#### PROBLEM DESCRIPTION:
Pull out every line of the records below that contains the string "photograph", matching case exactly.

--- START OF DATA FOR THIS TASK ---

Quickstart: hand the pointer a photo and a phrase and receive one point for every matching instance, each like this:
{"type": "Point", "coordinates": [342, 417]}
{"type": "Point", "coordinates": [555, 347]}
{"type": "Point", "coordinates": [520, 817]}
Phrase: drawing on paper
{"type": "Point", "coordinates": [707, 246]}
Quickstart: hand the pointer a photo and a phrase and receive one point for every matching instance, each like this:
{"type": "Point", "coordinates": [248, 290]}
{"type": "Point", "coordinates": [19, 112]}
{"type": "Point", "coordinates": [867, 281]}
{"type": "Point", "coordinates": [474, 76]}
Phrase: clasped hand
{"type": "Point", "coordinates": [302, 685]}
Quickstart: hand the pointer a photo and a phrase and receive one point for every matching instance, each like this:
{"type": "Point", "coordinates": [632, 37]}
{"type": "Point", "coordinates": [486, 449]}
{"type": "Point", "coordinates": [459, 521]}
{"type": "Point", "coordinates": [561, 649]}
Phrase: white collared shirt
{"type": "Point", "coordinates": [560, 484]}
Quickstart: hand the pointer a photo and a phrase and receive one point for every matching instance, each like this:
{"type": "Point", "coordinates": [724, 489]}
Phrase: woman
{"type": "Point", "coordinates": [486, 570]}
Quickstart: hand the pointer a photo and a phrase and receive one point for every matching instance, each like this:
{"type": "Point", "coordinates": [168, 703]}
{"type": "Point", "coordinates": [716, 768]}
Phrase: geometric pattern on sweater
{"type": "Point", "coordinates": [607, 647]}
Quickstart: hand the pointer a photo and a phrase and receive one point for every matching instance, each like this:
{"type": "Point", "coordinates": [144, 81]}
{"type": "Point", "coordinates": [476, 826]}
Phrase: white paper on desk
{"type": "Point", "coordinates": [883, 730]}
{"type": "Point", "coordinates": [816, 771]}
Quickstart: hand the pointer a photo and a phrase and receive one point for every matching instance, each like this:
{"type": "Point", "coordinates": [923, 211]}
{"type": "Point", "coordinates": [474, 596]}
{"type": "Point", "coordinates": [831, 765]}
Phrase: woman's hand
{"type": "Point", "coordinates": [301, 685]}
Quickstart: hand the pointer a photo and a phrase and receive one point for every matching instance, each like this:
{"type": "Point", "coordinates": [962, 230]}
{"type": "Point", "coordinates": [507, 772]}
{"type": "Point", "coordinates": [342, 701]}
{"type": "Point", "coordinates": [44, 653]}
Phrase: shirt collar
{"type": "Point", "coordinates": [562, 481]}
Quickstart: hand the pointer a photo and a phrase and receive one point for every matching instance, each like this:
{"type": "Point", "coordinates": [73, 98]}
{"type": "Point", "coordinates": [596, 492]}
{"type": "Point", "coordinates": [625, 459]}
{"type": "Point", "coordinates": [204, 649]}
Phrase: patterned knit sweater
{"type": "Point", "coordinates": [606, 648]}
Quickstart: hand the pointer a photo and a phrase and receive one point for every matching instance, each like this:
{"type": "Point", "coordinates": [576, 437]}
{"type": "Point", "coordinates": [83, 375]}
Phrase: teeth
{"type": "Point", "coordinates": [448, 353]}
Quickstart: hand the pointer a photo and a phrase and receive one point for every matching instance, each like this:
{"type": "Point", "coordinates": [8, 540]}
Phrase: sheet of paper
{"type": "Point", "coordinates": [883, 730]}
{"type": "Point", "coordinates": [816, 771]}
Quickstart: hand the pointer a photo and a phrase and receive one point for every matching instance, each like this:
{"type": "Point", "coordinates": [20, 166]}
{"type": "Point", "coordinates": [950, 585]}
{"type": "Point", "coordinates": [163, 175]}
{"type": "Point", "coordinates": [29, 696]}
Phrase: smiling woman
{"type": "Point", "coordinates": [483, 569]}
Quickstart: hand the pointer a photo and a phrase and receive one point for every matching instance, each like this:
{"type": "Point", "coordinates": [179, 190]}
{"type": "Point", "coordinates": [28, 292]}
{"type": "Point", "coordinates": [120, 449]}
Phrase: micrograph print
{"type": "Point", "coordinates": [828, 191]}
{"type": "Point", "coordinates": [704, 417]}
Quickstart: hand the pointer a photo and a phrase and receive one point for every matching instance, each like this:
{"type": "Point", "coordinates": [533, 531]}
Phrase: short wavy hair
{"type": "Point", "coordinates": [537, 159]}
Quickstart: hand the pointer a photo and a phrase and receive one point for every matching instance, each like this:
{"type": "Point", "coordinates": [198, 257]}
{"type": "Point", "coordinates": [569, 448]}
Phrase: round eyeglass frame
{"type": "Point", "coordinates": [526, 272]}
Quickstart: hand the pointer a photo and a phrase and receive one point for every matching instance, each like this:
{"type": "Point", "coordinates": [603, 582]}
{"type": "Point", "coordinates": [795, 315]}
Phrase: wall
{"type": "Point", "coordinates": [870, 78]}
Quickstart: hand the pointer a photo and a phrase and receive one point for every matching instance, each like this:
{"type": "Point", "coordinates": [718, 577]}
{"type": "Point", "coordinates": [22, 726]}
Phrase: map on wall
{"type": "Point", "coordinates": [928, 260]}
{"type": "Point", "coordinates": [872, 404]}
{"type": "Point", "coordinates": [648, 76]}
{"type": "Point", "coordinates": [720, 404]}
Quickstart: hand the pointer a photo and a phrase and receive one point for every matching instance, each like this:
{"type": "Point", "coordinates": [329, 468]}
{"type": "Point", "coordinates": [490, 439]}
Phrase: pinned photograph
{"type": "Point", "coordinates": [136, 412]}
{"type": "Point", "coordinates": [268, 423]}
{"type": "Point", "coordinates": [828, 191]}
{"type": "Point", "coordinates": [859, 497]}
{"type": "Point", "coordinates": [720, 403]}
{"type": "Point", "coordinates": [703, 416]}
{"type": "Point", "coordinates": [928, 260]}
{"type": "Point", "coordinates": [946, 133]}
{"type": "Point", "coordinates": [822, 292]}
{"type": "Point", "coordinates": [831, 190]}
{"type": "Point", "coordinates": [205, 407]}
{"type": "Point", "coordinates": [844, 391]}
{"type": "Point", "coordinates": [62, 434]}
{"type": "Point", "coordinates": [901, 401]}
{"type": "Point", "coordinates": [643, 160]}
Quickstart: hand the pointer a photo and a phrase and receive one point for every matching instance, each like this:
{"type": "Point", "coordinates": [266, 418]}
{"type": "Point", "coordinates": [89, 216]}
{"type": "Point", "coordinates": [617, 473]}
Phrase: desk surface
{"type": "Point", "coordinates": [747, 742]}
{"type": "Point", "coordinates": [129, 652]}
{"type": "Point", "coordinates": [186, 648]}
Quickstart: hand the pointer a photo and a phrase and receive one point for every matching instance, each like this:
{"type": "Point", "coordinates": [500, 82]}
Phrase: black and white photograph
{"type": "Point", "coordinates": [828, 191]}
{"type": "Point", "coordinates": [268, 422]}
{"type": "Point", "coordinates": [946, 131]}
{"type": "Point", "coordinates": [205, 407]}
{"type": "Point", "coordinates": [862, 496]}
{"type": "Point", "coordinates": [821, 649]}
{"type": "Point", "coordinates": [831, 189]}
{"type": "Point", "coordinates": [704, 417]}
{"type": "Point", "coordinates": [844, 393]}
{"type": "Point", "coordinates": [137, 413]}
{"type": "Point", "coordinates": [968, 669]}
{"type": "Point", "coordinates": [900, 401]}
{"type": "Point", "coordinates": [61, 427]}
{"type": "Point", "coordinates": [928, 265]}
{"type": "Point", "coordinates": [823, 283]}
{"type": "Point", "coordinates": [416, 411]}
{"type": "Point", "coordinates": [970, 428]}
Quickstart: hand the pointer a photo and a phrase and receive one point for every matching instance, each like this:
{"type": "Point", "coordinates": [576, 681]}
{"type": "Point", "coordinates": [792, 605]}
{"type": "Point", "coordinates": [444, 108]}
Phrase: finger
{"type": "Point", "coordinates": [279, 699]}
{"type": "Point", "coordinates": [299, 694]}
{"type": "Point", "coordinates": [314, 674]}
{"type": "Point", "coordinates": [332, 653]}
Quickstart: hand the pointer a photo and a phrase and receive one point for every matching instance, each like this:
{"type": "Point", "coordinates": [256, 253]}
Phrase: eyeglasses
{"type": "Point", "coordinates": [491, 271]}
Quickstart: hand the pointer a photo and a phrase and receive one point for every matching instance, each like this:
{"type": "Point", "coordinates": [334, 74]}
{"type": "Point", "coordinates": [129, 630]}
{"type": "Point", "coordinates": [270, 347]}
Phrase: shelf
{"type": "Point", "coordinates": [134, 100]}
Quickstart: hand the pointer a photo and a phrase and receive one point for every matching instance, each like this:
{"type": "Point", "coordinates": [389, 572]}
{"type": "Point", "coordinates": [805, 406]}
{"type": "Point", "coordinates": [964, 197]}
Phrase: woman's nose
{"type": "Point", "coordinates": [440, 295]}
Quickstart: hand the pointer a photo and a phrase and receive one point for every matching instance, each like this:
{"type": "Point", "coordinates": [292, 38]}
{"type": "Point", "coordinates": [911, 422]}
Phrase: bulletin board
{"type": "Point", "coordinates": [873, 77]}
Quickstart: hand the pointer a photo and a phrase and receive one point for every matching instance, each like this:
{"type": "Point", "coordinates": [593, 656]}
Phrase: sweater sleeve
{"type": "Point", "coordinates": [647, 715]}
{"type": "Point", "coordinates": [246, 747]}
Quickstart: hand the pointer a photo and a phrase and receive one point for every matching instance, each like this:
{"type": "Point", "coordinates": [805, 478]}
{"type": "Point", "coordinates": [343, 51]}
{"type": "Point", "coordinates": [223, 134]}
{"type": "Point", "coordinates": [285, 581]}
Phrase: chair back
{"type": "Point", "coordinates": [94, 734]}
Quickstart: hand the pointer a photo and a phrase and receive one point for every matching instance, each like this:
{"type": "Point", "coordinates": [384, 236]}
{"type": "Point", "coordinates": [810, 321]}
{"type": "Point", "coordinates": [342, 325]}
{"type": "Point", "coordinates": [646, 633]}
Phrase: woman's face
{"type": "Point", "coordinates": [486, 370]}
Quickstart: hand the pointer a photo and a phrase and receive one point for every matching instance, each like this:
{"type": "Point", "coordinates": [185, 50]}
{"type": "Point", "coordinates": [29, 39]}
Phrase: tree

--- END OF DATA FOR THIS TASK ---

#### EXPECTED ANSWER:
Phrase: pinned photograph
Phrase: black and white photograph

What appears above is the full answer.